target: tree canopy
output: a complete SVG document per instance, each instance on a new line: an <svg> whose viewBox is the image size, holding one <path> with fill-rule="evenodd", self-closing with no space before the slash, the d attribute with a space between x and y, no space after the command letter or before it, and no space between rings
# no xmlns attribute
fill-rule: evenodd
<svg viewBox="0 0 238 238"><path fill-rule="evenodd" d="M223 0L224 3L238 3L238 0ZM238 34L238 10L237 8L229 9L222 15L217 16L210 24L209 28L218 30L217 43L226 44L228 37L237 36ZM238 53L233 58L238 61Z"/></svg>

What is required
Render the lines above as a JSON array of strings, one string per line, with blank lines omitted.

Task solution
[
  "target: tree canopy",
  "output: a complete SVG document per instance, each instance on a new line: an <svg> whose viewBox is the image size, holding one <path> with fill-rule=\"evenodd\", self-closing with no space before the slash, the d attribute with a space between x and y, no space after the command letter or before it, and no space between rings",
  "# no xmlns attribute",
  "fill-rule: evenodd",
  "<svg viewBox=\"0 0 238 238\"><path fill-rule=\"evenodd\" d=\"M223 0L224 3L238 3L238 0ZM238 34L238 10L237 8L229 9L222 15L217 16L210 24L209 28L218 30L217 43L226 44L228 37L237 36ZM238 53L233 58L238 61Z\"/></svg>"
]